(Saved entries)
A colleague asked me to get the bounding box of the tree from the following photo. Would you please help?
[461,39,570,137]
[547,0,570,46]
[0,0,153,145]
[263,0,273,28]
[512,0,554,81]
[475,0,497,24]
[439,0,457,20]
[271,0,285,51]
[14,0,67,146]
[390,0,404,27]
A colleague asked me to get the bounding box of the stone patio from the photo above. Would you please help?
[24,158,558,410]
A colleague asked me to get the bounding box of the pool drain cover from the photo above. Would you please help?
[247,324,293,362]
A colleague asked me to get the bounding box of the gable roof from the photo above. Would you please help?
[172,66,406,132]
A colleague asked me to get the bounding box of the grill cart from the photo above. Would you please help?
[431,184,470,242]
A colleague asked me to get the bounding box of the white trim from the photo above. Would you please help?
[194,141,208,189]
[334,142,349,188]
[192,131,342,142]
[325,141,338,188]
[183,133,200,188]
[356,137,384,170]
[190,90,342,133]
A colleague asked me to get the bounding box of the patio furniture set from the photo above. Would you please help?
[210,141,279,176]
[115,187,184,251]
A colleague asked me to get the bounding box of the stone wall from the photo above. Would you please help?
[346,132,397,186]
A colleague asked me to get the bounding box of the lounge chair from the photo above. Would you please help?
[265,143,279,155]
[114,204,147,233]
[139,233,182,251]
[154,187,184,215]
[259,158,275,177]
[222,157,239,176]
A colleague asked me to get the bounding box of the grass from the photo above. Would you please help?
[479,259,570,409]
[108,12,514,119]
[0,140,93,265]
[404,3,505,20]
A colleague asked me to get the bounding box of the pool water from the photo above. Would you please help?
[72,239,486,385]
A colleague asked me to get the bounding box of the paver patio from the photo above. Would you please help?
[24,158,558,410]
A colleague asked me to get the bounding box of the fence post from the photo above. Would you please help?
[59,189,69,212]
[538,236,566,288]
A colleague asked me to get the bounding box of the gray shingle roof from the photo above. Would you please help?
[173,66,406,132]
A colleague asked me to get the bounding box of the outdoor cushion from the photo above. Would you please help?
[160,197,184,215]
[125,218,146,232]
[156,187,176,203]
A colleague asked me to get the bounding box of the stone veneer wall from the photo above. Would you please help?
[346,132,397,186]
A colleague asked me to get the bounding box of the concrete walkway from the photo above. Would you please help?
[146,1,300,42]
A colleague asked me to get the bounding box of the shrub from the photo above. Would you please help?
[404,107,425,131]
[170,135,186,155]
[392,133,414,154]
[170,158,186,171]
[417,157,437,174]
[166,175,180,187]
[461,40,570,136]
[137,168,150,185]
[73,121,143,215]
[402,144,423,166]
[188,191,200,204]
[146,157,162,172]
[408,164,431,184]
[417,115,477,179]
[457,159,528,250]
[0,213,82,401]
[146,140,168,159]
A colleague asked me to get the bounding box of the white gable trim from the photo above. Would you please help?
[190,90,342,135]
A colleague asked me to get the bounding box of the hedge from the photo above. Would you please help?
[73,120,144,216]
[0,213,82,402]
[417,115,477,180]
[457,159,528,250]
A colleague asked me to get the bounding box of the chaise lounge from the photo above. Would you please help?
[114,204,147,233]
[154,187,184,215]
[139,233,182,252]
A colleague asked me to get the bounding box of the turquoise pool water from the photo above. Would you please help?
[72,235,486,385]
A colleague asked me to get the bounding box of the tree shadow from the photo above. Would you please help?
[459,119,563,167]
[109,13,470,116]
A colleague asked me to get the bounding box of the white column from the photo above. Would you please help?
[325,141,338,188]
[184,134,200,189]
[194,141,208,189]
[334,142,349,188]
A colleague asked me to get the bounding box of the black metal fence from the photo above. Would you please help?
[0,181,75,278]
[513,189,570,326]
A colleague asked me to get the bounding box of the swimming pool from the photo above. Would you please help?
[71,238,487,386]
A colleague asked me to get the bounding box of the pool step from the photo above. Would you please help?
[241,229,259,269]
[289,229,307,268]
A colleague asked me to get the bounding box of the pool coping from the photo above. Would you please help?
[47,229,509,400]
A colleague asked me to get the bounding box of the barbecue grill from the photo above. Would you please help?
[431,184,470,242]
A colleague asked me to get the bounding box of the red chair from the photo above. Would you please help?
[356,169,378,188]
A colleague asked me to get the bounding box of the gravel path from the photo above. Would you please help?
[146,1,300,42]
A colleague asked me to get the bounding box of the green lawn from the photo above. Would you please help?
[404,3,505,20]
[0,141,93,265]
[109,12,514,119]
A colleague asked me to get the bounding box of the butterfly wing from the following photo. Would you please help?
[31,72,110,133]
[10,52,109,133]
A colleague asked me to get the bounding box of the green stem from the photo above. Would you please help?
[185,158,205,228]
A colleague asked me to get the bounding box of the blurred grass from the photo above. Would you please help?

> _Exercise aim_: Please render every line of all the entries above as a JSON list of strings, one string per line, leaving out any blank lines.

> _Task result_:
[
  "A colleague asked me to get the bounding box of the tree from the following photo. Would you please help?",
  "[461,39,570,137]",
  "[547,0,570,46]",
  "[0,0,153,145]",
  "[263,0,273,28]",
  "[512,0,554,81]",
  "[475,0,497,24]",
  "[439,0,457,20]",
  "[271,0,285,51]",
  "[14,0,67,146]",
  "[390,0,404,27]",
  "A colleague asked me to get the bounding box of the stone patio from the photo above. Would you please help?",
  "[24,158,558,410]",
  "A colleague asked me to get the bounding box of the pool drain cover from the photo above. Would you please help?",
  "[247,324,293,362]",
  "A colleague asked me to get the bounding box of the gable roof from the photo above. Would you please help?",
  "[172,66,406,132]",
  "A colleague asked me to get the bounding box of the grill cart from the photo above. Would you please help?",
  "[431,184,470,242]",
  "A colleague asked me to get the bounding box of the white trim from the photo above. Would you please help?",
  "[194,141,208,189]",
  "[334,142,349,188]",
  "[192,131,342,142]",
  "[325,141,338,188]",
  "[183,133,200,188]",
  "[356,137,384,170]",
  "[190,90,342,133]",
  "A colleague asked me to get the bounding box of the patio furniture set from the photo above. Would you please help?",
  "[210,141,279,176]",
  "[115,187,184,251]",
  "A colleague asked me to get the bounding box of the stone wall from the photo above. Would you please help?",
  "[346,132,397,186]",
  "A colleague asked me to get the bounding box of the lounge chair from the photo above. Would you please help?",
  "[265,143,279,155]",
  "[114,204,147,233]",
  "[139,233,182,251]",
  "[154,187,184,215]",
  "[259,158,275,177]",
  "[222,157,239,176]",
  "A colleague asked me to get the bounding box of the grass from the photo above. Would you please help?",
  "[479,259,570,409]",
  "[108,12,514,119]",
  "[0,140,93,265]",
  "[404,3,505,20]",
  "A colleague asked me to get the bounding box of the pool water from the photo above. Would you please help?",
  "[72,239,486,385]",
  "A colleague asked me to get the bounding box of the paver patio from the photo above. Would you please help?",
  "[24,158,558,410]",
  "A colleague asked me to get the bounding box of the fence post from the photo above. Would you please help?",
  "[59,189,69,212]",
  "[538,236,566,288]",
  "A colleague asked me to get the bounding box of the gray shingle roof from the photo above. Would you please help?",
  "[173,66,406,132]",
  "A colleague asked me to get the bounding box of the outdoor cushion from the photo above. Would you please help?",
  "[160,197,184,215]",
  "[125,218,146,232]",
  "[156,187,176,203]",
  "A colleague asked me to get the bounding box of the stone veneer wall from the photo above. Would you please help?",
  "[346,132,397,186]",
  "A colleague asked me to get the bounding box of the concrete walkway from the photo above. Would you please help?",
  "[146,1,300,42]",
  "A colleague asked me to get the bounding box of the shrub from the photo above. Would you please help?",
  "[404,107,425,131]",
  "[170,135,186,155]",
  "[392,133,414,154]",
  "[170,158,186,171]",
  "[417,157,437,174]",
  "[166,175,180,187]",
  "[461,40,570,136]",
  "[137,168,150,185]",
  "[73,121,143,215]",
  "[402,144,423,166]",
  "[188,191,200,204]",
  "[146,157,162,172]",
  "[408,164,431,184]",
  "[417,115,477,179]",
  "[457,159,528,250]",
  "[0,213,82,401]",
  "[146,140,168,159]",
  "A colleague asked me to get the bounding box of the white gable trim from the photo above. Would you please help?",
  "[190,90,342,135]",
  "A colleague asked me to get the bounding box of the hedge from the photo above. Would you please help?",
  "[73,120,144,216]",
  "[0,213,82,402]",
  "[417,115,477,180]",
  "[457,159,528,250]",
  "A colleague asked me to get the bounding box of the chaise lounge from the photo above. Would you please help?",
  "[114,204,147,233]",
  "[154,187,184,215]",
  "[139,233,182,252]",
  "A colleague asked me to get the bounding box of the turquoise pool water from the photo above. Would you please help?",
  "[72,235,486,385]",
  "A colleague asked me to get the bounding box of the tree shadow from the photo above. Would you please help?",
  "[459,119,563,167]",
  "[109,13,470,116]",
  "A colleague asked me to get the bounding box of the white column from the photo above. Would you please help?",
  "[325,141,338,188]",
  "[184,134,200,189]",
  "[194,141,208,189]",
  "[334,142,349,188]",
  "A colleague asked me to get the bounding box of the black metal fence from the photo above. Would you please help?",
  "[0,181,75,278]",
  "[513,189,570,326]",
  "A colleague asked me to get the bounding box of the swimming pool from the photo above. Would you please help?",
  "[71,238,487,386]",
  "A colleague asked me to get the bounding box of the pool step from the photo above. Would you please help?",
  "[241,229,259,269]",
  "[289,229,307,268]",
  "A colleague asked me to get the bounding box of the pool coping from the photo above. Would you please help?",
  "[47,229,509,400]",
  "A colleague asked me to get the bounding box of the barbecue grill from the photo above. Would you please help?",
  "[431,184,470,242]",
  "A colleague asked me to get the bounding box of the red chair from the photo above. Would you please help?",
  "[356,169,378,188]",
  "A colleague asked me to get the bounding box of the gravel path from the photo above. Would you please help?",
  "[146,1,300,42]",
  "A colleague asked me to get the bounding box of the green lawn from the photo above. Would you please help?",
  "[404,3,505,20]",
  "[0,141,93,265]",
  "[109,12,514,119]",
  "A colleague asked me to get the bounding box of the butterfly wing from the following photo. Would you please help?",
  "[31,72,110,133]",
  "[10,52,109,133]",
  "A colleague asked me to get the bounding box of the green stem from the photo above. Would you please help?",
  "[185,158,205,228]",
  "A colleague asked me to get the bounding box of the blurred grass from the photo above. Would you please help?"
]